*TEXT*:
The scheduling habit is a holdover from the radio days, believe it or not. The old major AM networks only needed a small handful of transmission sites, some emitting as much as a quarter of a million watts, to cover all of the Eastern and Central time zone in the US (and really tear a hole in Canadian reception while they were at it, by the way). Although over-the-air television is much shorter range (so the common schedule wasn't necessary anymore), you try telling the people in Chicago that they're getting the "latest" news an hour later than New York from this day forward.
Mar
4
comment Why do many forms ask for initials instead of full names?
It gets particularly difficult with compound names. A person with a Dutch sensibility might not "see" the v in a van or vander/van der as an initial, while an American with the same name likely would. The same would apply for de, al and so on (not to mention the O's, Mcs and Macs of this world).
Mar
4
comment Isn't the word “uninstall” wrong?
"Install" is a verb -- all of your counterexamples are adjectives. You can no more "uninsane" people than you could have "insaned" them in the first place.
Mar
4
comment Singular form for “headphones”?
Why does it need to be current? Radios came with earphones when I was a kid (or you could buy earphones at places like Radio Shack). Some of them went in the ear, some were rather like supra-aural or circumaural headphones with one side abbreviated, others were a sort of cup that went over the pinna, but all were earphones.
Mar
4
comment Was the “Ye Olde Shoppe” ever used or is it just an ancient-looking construct of modern times?
Whether the use of the y is a deliberate concession to convenience by printers or a simple misreading by people unaccustomed to the thorn, it's still a corruption of the original form.

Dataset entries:

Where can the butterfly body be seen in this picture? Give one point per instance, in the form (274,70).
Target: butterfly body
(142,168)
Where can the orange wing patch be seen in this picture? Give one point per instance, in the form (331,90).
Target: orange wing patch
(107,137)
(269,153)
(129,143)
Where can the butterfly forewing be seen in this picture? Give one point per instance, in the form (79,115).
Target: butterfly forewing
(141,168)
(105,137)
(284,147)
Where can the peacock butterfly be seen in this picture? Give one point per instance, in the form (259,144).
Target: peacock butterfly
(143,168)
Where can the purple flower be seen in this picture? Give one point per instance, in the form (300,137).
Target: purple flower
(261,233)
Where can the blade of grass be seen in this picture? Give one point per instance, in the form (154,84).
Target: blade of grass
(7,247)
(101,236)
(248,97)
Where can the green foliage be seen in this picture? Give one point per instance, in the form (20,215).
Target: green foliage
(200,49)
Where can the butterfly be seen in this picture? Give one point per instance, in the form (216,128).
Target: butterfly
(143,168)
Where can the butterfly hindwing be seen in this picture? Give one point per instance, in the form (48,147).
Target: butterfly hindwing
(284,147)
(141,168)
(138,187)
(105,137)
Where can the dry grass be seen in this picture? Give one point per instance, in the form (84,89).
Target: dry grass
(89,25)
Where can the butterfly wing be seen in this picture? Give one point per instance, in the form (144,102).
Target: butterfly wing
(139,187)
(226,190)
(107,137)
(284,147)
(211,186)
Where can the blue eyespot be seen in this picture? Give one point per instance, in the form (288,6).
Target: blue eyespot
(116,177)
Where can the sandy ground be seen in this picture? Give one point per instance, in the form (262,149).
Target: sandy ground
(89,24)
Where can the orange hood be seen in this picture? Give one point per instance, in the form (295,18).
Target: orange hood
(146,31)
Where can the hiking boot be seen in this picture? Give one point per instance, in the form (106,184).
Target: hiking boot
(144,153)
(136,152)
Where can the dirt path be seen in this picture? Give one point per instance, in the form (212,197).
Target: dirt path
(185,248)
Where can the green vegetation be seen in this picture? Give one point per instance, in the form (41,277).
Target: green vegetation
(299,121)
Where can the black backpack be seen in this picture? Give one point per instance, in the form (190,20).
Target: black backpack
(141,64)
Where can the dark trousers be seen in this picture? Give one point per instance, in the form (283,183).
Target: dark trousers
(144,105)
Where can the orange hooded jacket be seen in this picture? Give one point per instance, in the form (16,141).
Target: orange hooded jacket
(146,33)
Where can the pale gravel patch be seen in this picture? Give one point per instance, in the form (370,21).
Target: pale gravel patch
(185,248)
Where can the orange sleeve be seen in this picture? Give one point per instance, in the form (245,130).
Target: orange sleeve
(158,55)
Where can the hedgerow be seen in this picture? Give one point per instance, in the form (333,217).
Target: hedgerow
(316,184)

*PROMPT*: Continue the English-usage comments from the point where they stop.

*TASK RESULT*:
Mar
3
comment Connotation of “maze” and “get maze”?
Yes -- it should be "get mazed" if you're going to use it at all. Using it at all, though, is probably not a good idea -- it would be like using stonied instead of astonished. It works perfectly if you want to write in the style of Mallory's Morte D'Arthur, but a vanishingly small number of modern readers would be able to derive any meaning from it.
Mar
3
comment Pronunciation of 'cos' (as in the mathematical term)
Thanks -- I just noticed I missed pasting in the upside-down omega dealie (obviously, I have all of these glyphs on tap, but I can't get at them directly on this <expressive glyphs missing> machine -- it was configured for Chinese and Hebrew originally, and I haven't been able to exorcise all of the weirdness yet).
Mar
3
comment Store names & possessive
Actually, J. C. Penney Company, Inc., did once call itself J. C. Penney's, then simply Penney's (although the apostrophe didn't appear in the company logo).
Mar
3
comment How is vehicle fuel efficiency expressed outside the United States?
The "abbreviation" is the ordinary scientific expression of the term: <quantity>l/100km. Once you slip into the metric world, you tend to get away from purely alphabetic abbreviations. In the US, you might drive at "60 mph"; in Canada, you would drive at "100 km/h" (but you'd pronounce it "clicks").
Mar
2
comment Possessive of Queen's?
It would have been so much easier if you'd gone the engineering route -- "I've been dyed purple" is quite a bit less grammatically complicated.
Mar
2
comment What is the correct usage of “whom”?
The grammarian in me agrees completely with the second paragraph; the linguist in me, however, believes it's time for us to admit that whom is rather quaint and precious these days and let it pass quietly into history.